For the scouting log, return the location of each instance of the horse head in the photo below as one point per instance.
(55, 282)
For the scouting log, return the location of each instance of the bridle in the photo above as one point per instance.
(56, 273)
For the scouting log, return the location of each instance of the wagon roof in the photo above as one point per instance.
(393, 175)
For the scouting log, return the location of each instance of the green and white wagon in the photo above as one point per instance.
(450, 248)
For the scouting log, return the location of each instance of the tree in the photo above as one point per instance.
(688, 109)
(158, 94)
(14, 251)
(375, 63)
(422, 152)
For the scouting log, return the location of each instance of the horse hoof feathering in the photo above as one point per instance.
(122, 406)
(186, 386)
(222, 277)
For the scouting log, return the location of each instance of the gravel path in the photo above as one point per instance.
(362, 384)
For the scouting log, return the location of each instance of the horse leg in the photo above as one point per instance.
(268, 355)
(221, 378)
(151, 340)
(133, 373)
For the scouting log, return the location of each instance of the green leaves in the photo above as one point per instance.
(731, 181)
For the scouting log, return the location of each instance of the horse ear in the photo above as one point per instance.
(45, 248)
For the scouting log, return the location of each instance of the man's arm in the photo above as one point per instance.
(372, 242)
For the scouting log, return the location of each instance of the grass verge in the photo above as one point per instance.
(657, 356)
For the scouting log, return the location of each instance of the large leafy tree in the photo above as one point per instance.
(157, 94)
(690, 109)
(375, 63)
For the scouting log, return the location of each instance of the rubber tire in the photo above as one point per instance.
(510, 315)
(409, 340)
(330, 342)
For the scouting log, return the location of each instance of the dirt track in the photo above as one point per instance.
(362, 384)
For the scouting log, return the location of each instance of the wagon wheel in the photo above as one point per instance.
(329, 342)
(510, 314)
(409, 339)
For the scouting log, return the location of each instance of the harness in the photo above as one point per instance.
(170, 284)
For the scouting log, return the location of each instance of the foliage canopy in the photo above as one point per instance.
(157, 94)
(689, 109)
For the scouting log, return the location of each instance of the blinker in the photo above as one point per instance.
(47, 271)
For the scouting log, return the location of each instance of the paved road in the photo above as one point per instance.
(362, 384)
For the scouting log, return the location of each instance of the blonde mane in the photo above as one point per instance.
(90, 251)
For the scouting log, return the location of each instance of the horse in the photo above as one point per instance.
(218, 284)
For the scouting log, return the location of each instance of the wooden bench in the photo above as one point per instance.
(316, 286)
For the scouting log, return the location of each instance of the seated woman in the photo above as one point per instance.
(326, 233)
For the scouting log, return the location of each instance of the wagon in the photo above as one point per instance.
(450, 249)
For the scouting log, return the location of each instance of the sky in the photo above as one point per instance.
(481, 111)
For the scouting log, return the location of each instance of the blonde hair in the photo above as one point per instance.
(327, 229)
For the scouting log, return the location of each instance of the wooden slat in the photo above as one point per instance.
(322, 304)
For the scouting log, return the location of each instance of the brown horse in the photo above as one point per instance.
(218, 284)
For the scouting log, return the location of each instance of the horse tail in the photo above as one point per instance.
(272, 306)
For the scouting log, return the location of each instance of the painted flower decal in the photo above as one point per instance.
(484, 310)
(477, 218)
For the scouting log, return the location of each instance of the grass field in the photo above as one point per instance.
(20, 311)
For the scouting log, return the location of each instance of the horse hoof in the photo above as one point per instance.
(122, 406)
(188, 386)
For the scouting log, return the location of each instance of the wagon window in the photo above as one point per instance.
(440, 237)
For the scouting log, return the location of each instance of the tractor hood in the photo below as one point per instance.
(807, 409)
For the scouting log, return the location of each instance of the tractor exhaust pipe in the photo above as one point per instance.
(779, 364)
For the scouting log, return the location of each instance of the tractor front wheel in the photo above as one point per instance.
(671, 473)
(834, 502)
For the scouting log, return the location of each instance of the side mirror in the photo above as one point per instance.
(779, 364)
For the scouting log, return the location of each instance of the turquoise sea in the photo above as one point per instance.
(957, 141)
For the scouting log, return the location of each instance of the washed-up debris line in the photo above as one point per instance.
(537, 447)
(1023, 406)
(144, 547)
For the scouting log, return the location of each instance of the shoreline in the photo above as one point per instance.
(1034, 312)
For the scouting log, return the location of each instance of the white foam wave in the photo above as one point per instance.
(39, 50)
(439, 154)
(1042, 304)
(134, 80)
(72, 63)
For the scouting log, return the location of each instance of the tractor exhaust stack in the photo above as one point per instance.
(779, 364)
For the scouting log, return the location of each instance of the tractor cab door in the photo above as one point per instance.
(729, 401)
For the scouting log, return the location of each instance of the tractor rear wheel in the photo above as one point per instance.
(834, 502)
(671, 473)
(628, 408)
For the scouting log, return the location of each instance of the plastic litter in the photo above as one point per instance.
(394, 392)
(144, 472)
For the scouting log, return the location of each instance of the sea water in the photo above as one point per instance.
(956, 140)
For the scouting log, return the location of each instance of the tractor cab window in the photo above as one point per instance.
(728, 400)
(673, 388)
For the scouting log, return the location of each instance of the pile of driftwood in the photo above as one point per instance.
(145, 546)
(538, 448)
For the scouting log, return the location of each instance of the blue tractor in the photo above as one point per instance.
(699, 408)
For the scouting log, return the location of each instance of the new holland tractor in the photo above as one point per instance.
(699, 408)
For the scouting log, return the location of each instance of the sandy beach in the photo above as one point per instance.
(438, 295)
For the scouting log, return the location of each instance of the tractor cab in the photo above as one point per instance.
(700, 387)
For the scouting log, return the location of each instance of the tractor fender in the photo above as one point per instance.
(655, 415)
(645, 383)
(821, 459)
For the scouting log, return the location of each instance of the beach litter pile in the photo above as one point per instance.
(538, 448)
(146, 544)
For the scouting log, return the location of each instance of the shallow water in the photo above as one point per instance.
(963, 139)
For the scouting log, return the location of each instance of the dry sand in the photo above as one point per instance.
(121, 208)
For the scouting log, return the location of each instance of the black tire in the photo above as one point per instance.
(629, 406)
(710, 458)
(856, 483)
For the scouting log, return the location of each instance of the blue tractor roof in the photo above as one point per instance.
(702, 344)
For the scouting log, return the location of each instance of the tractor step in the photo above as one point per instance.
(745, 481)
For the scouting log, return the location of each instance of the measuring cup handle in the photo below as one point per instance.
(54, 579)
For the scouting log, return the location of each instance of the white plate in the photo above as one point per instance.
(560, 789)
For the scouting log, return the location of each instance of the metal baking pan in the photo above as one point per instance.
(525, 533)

> [GOAL OF THE EXERCISE]: Repeat the entries exactly, all of them.

> [WRITTEN ANSWER]:
For the scouting log, return the location of each instance of the horse head in the photo below as one point per instance.
(55, 282)
For the scouting log, return the location of each instance of the bridle in the photo above as one point per instance.
(56, 273)
For the scouting log, return the location of each instance of the wagon roof in the photo above as one point per instance.
(393, 175)
For the scouting log, return the location of each instance of the green and white wagon in the photo above as one point per instance.
(450, 248)
For the scouting log, return the location of each instance of the tree in the photo above as one point per instance.
(688, 109)
(158, 94)
(14, 251)
(375, 63)
(422, 152)
For the scouting log, return the location of each instance of the horse hoof feathering in the photo above as one point per instance.
(122, 406)
(186, 386)
(222, 277)
For the scouting log, return the location of each instance of the gravel path in the photo above as one point per instance.
(362, 384)
For the scouting log, return the location of each instance of the horse leg in the photo above as one point per instance.
(268, 355)
(221, 378)
(151, 340)
(133, 373)
For the scouting log, return the location of each instance of the green leaves in the photo above as one point per instance.
(731, 181)
For the scouting log, return the location of each instance of the horse ear in the photo above as one point per instance.
(45, 248)
For the scouting log, return the location of each instance of the man's arm in the photo above as one point per instance.
(372, 242)
For the scouting log, return the location of each instance of the grass verge in the photo above as one point per instance.
(657, 356)
For the scouting log, return the location of each instance of the large leafy tree in the photo above as one point per instance.
(157, 94)
(690, 109)
(375, 63)
For the scouting log, return the location of each instance of the rubber tire in the photo above as one point per instance.
(510, 315)
(409, 340)
(330, 342)
For the scouting log, return the location of each instance of the dirt track in the photo above as one point per instance.
(362, 384)
For the scouting log, return the location of each instance of the wagon wheel in the photo above as one point per instance.
(329, 342)
(510, 314)
(409, 339)
For the scouting log, return the location of each instance of the harness in the photo above as one point per instance.
(170, 284)
For the scouting log, return the location of each instance of the foliage canopy in the photo above as one point per instance.
(157, 94)
(689, 109)
For the scouting log, return the location of each instance of the blinker in the photo above as one point per instance.
(47, 271)
For the scouting log, return the location of each instance of the paved road in the photo above as one point per instance.
(362, 384)
For the scouting log, return the location of each instance of the blonde mane in the photo above as one point per instance.
(90, 251)
For the scouting log, return the location of each instance of the horse in the photo above as one point per instance.
(218, 284)
For the scouting log, return the location of each instance of the wooden bench in the photo above as one point per instance.
(316, 286)
For the scouting log, return the location of each instance of the seated woman in the photo above as one point per instance.
(326, 233)
For the scouting log, return the location of each instance of the wagon in the photo above as one point per instance.
(450, 249)
For the scouting log, return the location of each instance of the sky in the photo above as one point per instance.
(481, 111)
For the scouting log, return the location of each instance of the blonde hair in the photo above as one point per instance.
(327, 229)
For the scouting log, return the location of each instance of the wooden slat in the photo above as one point per instance.
(322, 304)
For the scouting log, return the location of each instance of the brown horse in the photo above as one point per instance.
(218, 284)
For the scouting log, return the location of each instance of the horse tail in the photo above as one point per instance.
(272, 306)
For the scouting log, return the location of each instance of the painted flower decal in the photo above as one point per instance.
(484, 310)
(477, 218)
For the scouting log, return the location of each instance of the grass field in the photo above as one point per instance.
(20, 311)
For the scouting log, return the location of each instance of the horse hoof in the photo above as one point per instance.
(122, 406)
(188, 386)
For the scouting log, return the location of each instance of the wagon window in the photo above as one point per instance.
(440, 237)
For the scouting log, return the location of each instance of the tractor hood in the photo below as one point per instance.
(807, 409)
For the scouting log, return the location of each instance of the tractor exhaust pipe in the photo above as one point per instance.
(779, 364)
For the scouting log, return the location of each instance of the tractor front wheel in the photo above as one point per instance.
(671, 473)
(834, 502)
For the scouting log, return the location of each instance of the side mirror in the photo above as one point per instance.
(779, 364)
For the scouting log, return the location of each instance of the turquoise sea in the photo above as one point per instance.
(957, 141)
For the scouting log, return the location of each instance of the washed-up debris line in the photo above as one point per instance.
(537, 447)
(1023, 406)
(144, 547)
For the scouting log, return the location of each instance of the shoreline in the photo above as one point per instance.
(1034, 312)
For the scouting log, return the location of each instance of the white foam wave in the photo above as one point per instance.
(39, 50)
(439, 154)
(1042, 304)
(134, 80)
(72, 63)
For the scouting log, return the location of each instance of the tractor exhaust stack in the photo above as one point per instance.
(779, 364)
For the scouting log, return the location of each instance of the tractor cab door in the photo above as one point per instance.
(729, 401)
For the scouting log, return the location of each instance of the tractor rear wheel in the photo above as one point per instance.
(834, 502)
(671, 473)
(628, 408)
For the scouting log, return the location of each instance of the plastic litter in the photo above as one point per instance.
(394, 392)
(144, 472)
For the scouting log, return the location of each instance of the sea water in the photo above as one point per instance.
(956, 140)
For the scouting log, return the location of each instance of the tractor cab window in the photo above as one point per instance.
(728, 400)
(673, 388)
For the scouting log, return the location of each instance of the pile of driftwood in the photo above as one point per instance.
(145, 546)
(538, 448)
For the scouting log, return the location of each instance of the blue tractor in the photo above as one point per instance.
(699, 408)
For the scouting log, return the location of each instance of the new holland tractor in the photo above as one point per instance.
(699, 408)
For the scouting log, return the location of each instance of the sandy beach in the photo above as one point per instance.
(438, 295)
For the scouting log, return the location of each instance of the tractor cab in the photo above as one point per instance.
(700, 387)
For the scouting log, return the location of each instance of the tractor fender in the photo above as one point per instance.
(655, 415)
(645, 383)
(821, 459)
For the scouting log, return the location of each instance of the beach litter pile in the photo above as one point per instance.
(538, 448)
(146, 544)
For the scouting log, return the location of each instance of the shallow water in the photo above as one point per instance.
(963, 139)
For the scouting log, return the location of each instance of the dry sand in the photo above as one point per instance.
(121, 208)
For the scouting log, return the location of each instance of the black tire in the photo above as one point per instance.
(629, 406)
(710, 458)
(856, 483)
For the scouting log, return the location of each instance of the blue tractor roof in the photo above as one point per instance.
(702, 344)
For the scouting log, return the location of each instance of the tractor step in the photo above as one point per instance.
(745, 481)
For the scouting log, return the location of each instance of the measuring cup handle in the photo below as one point per instance.
(54, 579)
For the scouting log, return the location of each instance of the white plate in the photo above as one point per instance.
(560, 789)
For the scouting log, return the location of each instance of the metal baking pan in the photo above as one point per instance.
(525, 533)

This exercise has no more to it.